United States District Court, N.D. California, San Francisco Division

May 5, 2014

THERESA AGBOWO, et al., Plaintiffs,
v.
NATIONSTAR MORTGAGE LLC, Defendant.

ORDER GRANTING DEFENDANT'S MOTION TO DISMISS [Re: ECF No. 7]

LAUREL BEELER, Magistrate Judge.

INTRODUCTION

Theresa Agbowo and Margaret Agbowo (collectively, "Plaintiffs") sued Nationstar Mortgage ("Nationstar") and Does 1-100 in Alameda County Superior Court for claims related to "Defendant's" or "Defendants'" failure to provide them with a loan modification and "Defendant's" subsequent foreclosure upon their property. See Notice of Removal, Ex. A ("Complaint"), ECF No. 1 at 14-20.[1] Nationstar removed the action to this court and now moves to dismiss Plaintiffs' Complaint. Notice of Removal, ECF No. 1; Motion, ECF No. 7. Pursuant to Civil Local Rule 7-1(b), the court finds this matter suitable to be determined without oral argument and vacates the May 15, 2014 hearing. Upon consideration of the papers permissibly submitted and the applicable authority, the court GRANTS Nationstar's motion and DISMISSES WITHOUT PREJUDICE Plaintiffs' Complaint. Plaintiffs may file a First Amended Complaint by May 26, 2014.

STATEMENT

I. THE FORECLOSURE UPON THE AGBOWOS' PROPERTY

On either September 7, 2006, Lazarus Agbowo, Theresa Agbowo, and Margaret Agbowo (collectively, the "Agbowos")[2] executed a promissory note and borrowed $417, 000 from Home Loan Specialists, Inc. See Request for Judicial Notice ("RJN")[3], Ex. A ("Deed of Trust"), ECF No. 7-1 at 5-30. The loan was secured by Agbowo's property located at 850 53rd Street, Oakland, California, 94608 (the "Property"). Complaint ¶ 1; Deed of Trust, ECF No. 7-1. The promissory note eventually was transferred to "Defendant." Complaint ¶ 2.

At some time, "Plaintiff" (singular) remodeled a "duplex, " which presumably is the Property, to fit "their" (plural) needs. Id. ¶ 12. Thereafter, either "Plaintiff" or "Plaintiffs" moved into the duplex. Id.

INFORMATION PROVIDED:
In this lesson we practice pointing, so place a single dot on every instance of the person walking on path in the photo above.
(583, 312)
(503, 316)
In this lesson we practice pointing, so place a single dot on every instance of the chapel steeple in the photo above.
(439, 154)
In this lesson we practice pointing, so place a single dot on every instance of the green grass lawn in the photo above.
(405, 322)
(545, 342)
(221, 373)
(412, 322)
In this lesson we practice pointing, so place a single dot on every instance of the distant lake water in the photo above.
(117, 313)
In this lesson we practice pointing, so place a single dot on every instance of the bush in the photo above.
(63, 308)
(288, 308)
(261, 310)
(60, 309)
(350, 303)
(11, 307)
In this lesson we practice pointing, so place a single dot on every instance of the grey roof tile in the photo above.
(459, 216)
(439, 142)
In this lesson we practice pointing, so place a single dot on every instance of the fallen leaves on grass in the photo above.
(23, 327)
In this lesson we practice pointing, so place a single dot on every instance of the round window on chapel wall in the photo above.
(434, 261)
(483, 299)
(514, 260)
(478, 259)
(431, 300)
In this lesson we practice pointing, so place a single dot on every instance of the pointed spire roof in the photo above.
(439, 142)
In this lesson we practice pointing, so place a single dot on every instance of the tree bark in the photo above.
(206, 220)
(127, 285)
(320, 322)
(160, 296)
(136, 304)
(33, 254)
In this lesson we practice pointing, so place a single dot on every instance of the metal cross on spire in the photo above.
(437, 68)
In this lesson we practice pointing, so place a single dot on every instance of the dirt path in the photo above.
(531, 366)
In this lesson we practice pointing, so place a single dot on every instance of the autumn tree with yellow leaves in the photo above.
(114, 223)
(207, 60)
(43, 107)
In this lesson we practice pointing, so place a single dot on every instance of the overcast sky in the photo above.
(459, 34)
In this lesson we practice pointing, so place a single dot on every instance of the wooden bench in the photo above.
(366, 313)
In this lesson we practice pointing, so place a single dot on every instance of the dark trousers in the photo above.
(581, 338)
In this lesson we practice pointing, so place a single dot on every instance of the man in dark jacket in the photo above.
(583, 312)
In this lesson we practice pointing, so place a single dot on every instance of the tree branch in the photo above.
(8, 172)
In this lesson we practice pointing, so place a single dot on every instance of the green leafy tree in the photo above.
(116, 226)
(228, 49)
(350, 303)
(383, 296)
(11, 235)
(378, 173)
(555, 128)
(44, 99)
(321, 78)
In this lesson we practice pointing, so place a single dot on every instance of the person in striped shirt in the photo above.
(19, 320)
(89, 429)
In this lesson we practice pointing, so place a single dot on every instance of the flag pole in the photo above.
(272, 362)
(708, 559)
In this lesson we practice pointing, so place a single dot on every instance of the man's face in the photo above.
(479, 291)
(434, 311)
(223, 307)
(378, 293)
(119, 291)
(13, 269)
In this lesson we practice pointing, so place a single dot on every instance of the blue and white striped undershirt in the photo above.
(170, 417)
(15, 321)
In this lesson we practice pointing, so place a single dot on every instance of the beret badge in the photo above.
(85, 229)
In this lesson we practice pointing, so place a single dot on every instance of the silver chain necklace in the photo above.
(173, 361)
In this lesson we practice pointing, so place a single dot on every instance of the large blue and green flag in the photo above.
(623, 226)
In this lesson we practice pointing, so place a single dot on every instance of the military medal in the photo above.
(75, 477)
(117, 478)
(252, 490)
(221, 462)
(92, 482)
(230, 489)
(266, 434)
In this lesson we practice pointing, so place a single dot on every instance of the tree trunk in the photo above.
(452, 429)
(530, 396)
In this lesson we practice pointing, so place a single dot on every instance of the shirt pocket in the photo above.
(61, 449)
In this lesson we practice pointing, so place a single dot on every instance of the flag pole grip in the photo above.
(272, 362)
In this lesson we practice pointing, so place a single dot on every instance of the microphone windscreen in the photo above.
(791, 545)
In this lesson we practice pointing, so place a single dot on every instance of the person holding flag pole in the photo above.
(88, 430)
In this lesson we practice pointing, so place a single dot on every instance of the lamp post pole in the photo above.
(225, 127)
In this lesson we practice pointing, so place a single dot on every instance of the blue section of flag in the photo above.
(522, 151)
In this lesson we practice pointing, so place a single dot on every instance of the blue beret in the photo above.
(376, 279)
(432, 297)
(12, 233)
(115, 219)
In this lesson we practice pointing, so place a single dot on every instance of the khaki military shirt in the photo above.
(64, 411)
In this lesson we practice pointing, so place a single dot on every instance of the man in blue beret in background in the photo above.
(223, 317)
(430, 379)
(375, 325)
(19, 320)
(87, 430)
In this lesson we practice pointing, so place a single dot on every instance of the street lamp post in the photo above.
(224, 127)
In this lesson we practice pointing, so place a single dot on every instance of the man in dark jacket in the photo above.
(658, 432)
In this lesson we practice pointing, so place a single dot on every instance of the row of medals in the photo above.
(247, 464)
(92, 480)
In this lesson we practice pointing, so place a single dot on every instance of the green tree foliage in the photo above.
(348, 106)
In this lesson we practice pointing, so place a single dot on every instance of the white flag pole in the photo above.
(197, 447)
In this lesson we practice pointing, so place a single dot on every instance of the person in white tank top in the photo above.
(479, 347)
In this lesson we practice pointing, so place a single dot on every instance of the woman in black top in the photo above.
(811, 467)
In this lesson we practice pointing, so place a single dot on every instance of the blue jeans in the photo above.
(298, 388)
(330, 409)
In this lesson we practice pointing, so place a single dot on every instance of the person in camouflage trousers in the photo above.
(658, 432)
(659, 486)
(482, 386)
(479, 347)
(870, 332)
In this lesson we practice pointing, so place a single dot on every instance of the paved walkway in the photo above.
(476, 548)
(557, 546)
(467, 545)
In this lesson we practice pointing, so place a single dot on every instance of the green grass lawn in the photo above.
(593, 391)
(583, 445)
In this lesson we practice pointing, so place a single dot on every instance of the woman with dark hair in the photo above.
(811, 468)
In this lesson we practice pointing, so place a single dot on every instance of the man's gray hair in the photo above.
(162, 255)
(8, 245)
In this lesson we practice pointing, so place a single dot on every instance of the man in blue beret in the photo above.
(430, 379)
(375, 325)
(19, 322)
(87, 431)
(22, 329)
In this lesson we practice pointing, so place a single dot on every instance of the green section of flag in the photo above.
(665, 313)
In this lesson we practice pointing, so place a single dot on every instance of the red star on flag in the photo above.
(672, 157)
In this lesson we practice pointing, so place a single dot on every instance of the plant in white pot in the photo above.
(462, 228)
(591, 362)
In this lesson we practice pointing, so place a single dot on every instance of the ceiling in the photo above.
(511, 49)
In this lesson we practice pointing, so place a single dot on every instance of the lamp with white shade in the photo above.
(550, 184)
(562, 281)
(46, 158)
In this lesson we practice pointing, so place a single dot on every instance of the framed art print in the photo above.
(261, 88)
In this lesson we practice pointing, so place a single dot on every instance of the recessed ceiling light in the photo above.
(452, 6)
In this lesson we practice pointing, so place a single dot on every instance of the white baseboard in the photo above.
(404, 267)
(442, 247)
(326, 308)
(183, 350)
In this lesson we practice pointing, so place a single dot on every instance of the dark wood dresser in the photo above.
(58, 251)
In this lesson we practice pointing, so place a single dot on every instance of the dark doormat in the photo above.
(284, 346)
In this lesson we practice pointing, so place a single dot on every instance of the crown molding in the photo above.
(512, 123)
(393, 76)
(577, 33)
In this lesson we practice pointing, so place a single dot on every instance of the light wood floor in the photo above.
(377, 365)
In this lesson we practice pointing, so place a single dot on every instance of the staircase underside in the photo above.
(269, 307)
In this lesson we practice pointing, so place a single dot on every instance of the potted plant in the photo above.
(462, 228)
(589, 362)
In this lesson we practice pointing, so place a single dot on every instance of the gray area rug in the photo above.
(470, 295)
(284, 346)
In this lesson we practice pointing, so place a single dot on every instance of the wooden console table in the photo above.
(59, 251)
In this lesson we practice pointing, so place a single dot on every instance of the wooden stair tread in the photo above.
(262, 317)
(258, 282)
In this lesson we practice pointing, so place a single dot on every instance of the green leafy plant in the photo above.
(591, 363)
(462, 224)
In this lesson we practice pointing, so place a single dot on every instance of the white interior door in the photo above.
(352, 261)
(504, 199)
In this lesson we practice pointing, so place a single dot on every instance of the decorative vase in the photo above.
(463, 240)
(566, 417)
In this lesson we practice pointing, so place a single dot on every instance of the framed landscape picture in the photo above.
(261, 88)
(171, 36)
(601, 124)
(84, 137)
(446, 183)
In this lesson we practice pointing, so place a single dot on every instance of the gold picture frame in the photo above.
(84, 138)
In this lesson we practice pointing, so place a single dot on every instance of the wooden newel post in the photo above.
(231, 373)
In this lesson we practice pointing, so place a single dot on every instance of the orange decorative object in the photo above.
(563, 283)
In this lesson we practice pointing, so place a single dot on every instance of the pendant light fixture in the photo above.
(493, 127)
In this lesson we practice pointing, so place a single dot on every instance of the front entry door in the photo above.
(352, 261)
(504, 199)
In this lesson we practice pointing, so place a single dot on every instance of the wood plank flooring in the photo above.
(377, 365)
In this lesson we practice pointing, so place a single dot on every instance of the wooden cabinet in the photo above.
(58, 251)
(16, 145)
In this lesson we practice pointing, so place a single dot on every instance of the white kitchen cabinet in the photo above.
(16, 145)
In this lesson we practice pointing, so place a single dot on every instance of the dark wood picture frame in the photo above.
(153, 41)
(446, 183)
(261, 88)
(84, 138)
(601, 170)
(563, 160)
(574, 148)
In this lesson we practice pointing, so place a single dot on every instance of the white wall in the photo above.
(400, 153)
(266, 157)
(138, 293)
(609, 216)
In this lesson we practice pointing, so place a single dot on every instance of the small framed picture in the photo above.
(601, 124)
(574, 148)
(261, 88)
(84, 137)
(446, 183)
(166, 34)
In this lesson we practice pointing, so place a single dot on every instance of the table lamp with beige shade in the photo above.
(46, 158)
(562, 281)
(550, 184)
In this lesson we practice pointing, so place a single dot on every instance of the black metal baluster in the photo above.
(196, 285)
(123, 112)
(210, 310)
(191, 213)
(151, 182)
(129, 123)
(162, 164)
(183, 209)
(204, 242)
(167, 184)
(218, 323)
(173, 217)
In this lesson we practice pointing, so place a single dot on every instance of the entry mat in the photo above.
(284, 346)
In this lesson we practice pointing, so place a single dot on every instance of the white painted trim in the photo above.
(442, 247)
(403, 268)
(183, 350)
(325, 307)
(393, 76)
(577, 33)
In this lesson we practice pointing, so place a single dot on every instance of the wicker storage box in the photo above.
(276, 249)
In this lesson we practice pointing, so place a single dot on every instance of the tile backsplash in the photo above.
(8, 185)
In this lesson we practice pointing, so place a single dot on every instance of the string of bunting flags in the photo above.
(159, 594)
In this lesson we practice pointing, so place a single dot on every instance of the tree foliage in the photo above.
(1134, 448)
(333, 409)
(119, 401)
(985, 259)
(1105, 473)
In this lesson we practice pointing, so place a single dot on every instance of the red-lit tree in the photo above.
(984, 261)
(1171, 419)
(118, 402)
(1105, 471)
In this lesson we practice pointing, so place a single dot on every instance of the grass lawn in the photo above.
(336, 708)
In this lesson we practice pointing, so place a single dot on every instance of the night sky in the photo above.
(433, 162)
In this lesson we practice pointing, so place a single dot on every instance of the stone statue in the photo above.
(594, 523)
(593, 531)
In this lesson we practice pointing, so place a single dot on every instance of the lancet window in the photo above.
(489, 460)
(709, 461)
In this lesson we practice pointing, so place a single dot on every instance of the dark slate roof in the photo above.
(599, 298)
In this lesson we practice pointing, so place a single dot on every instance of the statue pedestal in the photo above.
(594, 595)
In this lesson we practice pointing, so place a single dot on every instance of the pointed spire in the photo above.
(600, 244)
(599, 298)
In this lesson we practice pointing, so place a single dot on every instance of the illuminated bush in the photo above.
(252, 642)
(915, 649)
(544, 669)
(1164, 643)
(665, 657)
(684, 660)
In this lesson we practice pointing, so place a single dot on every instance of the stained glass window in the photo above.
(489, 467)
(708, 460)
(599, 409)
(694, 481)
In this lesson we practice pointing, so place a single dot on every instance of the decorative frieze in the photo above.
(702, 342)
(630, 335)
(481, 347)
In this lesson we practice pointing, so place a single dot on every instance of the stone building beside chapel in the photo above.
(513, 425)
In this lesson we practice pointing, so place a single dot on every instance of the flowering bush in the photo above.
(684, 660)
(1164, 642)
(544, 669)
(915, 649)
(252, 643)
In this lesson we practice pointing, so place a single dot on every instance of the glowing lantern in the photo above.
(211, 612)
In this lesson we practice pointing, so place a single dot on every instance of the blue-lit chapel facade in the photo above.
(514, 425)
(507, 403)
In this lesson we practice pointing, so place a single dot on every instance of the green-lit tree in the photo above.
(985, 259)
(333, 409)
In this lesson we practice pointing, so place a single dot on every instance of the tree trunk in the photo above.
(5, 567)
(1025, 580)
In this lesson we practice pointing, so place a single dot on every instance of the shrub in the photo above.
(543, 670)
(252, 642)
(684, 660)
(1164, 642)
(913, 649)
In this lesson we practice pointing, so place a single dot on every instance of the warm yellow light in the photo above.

YOUR TASKS:
• a. Repeat the court order, beginning at the words "May 5, 2014" and stopping after "BEELER, Magistrate Judge.", but swap "Magistrate Judge" for "District Judge".
• b. Answer these questions from the court order:
(i) In which court did the Plaintiffs first file their suit?
(ii) By what date may the Plaintiffs file a First Amended Complaint?
(iii) What is the street address of the Property?

SET OF ANSWERS:
• a.
May 5, 2014

THERESA AGBOWO, et al., Plaintiffs,
v.
NATIONSTAR MORTGAGE LLC, Defendant.

ORDER GRANTING DEFENDANT'S MOTION TO DISMISS [Re: ECF No. 7]

LAUREL BEELER, District Judge.

• b.
(i) Alameda County Superior Court
(ii) May 26, 2014
(iii) 850 53rd Street, Oakland, California, 94608